来月のアサインが決まった。

中旬からの南イタリア。シチリア・パレルモとカプリ島、ナポリ。
風光明媚で食べ物もピエモンテの次に(個人的感想)美味しい南。

カプリ島は今年三回目、いつ行っても素敵な場所で嬉しいな音符

でも、反面、憂鬱なのが・・・

そう、ツアコン共通の悩みなのですが

今度はどれぐらい騙され、イタリア人に意地悪されるのだろうか
という不安(_ _。)

三人集まれば人の噂話という国民性
ほんっとに露骨な視線でヒソヒソとこちらを見て
ジャポネーゼは、どーのこーの」
多少なりともイタリア語の分かる私は、つらくて苦しくなる。
お客様も自分たちのことを悪く言われてるのが分かるらしく
オドオドとうつむいてる。

あまりにもひどい時は私も立ち上がって
「本当にあなたたちって噂好きね。喋ってないで働きなさい。
イタリアーノ!

_取り組む課題_.
(a) 南イタリア添乗の記事について、次の(i)〜(iii)が記事の内容と一致するかを「はい」か「いいえ」で判定し、判断の根拠となる記事中の語句を引用してください。
(i) 筆者がカプリ島を訪れるのは今年三回目である。
(ii) 筆者はイタリア語をまったく理解できない。
(iii) 筆者の個人的な感想では、南イタリアの食べ物はピエモンテの食べ物より美味しい。
(b) 南イタリア添乗の記事の最後の文に続く部分を書いてください。

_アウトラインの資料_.
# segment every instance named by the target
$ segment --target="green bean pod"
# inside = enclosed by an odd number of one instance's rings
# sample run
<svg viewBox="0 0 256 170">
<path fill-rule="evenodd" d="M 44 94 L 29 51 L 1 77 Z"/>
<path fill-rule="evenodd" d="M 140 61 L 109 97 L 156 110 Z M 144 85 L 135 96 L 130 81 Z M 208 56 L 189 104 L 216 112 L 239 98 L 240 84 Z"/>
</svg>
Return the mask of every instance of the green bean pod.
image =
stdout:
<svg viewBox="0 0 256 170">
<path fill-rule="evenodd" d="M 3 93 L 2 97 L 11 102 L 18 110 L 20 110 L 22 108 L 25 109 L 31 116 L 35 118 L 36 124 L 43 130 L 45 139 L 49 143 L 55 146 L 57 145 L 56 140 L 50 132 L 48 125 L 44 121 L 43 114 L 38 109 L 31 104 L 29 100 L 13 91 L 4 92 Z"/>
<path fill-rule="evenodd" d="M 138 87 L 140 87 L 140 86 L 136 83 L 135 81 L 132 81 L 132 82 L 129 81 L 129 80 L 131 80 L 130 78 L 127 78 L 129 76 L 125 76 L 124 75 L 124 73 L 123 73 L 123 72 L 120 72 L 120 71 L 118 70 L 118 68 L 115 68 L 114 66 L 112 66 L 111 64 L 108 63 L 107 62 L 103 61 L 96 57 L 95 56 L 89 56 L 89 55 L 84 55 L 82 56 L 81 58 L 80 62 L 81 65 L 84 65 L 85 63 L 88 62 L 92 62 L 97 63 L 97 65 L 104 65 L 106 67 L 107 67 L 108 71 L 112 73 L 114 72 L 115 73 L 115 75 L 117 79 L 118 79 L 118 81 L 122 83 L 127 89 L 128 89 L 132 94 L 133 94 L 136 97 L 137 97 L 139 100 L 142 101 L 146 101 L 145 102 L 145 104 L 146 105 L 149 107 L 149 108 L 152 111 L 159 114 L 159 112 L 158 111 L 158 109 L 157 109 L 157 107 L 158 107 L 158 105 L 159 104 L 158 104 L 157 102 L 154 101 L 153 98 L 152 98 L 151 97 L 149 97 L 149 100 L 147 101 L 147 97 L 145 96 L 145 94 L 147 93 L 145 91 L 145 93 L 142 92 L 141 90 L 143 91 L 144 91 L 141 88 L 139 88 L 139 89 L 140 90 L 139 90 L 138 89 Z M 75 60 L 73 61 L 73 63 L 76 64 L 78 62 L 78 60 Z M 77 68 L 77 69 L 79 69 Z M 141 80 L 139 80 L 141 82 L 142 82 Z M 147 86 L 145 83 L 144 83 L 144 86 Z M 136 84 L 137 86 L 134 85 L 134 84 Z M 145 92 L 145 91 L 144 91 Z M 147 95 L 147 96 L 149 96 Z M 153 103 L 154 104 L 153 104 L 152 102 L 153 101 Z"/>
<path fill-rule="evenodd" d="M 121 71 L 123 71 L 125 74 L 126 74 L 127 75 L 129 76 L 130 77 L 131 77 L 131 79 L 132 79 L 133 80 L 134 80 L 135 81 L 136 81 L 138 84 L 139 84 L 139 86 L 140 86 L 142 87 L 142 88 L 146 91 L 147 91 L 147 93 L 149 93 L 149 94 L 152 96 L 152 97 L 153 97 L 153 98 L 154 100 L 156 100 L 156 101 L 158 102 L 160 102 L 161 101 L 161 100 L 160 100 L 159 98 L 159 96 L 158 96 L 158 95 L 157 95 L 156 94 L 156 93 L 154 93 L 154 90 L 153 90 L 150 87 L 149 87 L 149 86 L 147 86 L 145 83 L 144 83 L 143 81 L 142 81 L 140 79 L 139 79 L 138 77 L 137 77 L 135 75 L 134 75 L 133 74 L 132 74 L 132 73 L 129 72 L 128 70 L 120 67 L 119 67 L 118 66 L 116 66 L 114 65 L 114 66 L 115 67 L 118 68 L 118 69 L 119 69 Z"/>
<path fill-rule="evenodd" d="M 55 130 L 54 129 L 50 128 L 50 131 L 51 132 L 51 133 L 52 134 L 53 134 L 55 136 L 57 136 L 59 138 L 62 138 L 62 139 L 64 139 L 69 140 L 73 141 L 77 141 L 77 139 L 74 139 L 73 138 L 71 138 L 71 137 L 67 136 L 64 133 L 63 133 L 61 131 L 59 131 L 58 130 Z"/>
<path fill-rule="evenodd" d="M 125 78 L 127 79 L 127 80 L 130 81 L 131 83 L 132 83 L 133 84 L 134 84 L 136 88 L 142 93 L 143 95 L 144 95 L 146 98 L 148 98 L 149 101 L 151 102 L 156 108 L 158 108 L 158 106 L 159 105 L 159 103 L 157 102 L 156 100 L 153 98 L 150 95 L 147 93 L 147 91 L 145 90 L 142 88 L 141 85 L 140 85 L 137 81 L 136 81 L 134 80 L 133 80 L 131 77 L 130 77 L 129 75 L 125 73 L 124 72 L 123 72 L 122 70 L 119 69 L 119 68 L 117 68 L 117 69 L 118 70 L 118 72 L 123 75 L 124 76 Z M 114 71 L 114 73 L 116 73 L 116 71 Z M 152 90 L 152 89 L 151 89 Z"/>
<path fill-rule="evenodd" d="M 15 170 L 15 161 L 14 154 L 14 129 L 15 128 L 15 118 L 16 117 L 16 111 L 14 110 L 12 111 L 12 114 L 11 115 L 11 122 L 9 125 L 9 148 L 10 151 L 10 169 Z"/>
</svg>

_解答一覧_.
(a)
(i) はい。「カプリ島は今年三回目」
(ii) いいえ。「多少なりともイタリア語の分かる私は」
(iii) いいえ。「食べ物もピエモンテの次に(個人的感想)美味しい南」

(b)
とオニのように仇打ちに出ることもある。

もう一つ、行かれたことない方には意外かもしれないけど
世界でもイタリア人ほどお金に執着の強い国民性は珍しいという現実。
添乗しても住んでみてもその印象は変わらなかった。

彼らの頭の中は、どうやって少しでも良い暮らしにたどりつこうかと
日夜お金儲けのことでいっぱい。

だが、正攻法では難しいお国柄
いかにずる賢いアイデアで人を騙そうかと
年中知恵を絞って考えている。

そして、その標的のナンバー2は、観光客レベルでいうなら
アメリカ人を抜いて我々日本人のような気がする。

被害者のナンバー1は、もちろん同じ国に生きるイタリア人であることは
間違いないでしょう。
散々痛い目にあってきた人のいい私のイタリア人の友人たちは、
「この国では、身内と数名の友達以外信用できない。」とはっきり言う。

この悪知恵というのが・・・

ベタな会計誤魔化しや置いてある物に手をつけるという
初級編は可愛いものとして

私達ツアコンが、添乗中、広場や大聖堂などの観光名所にいると
必ずレストランや土産屋、ブティックなどの営業が近づいてくる。
一流ブランド品店や有名レストランもいるから驚かされる。

もちろん、いちいちしつこい勧誘に応えることは出来ない。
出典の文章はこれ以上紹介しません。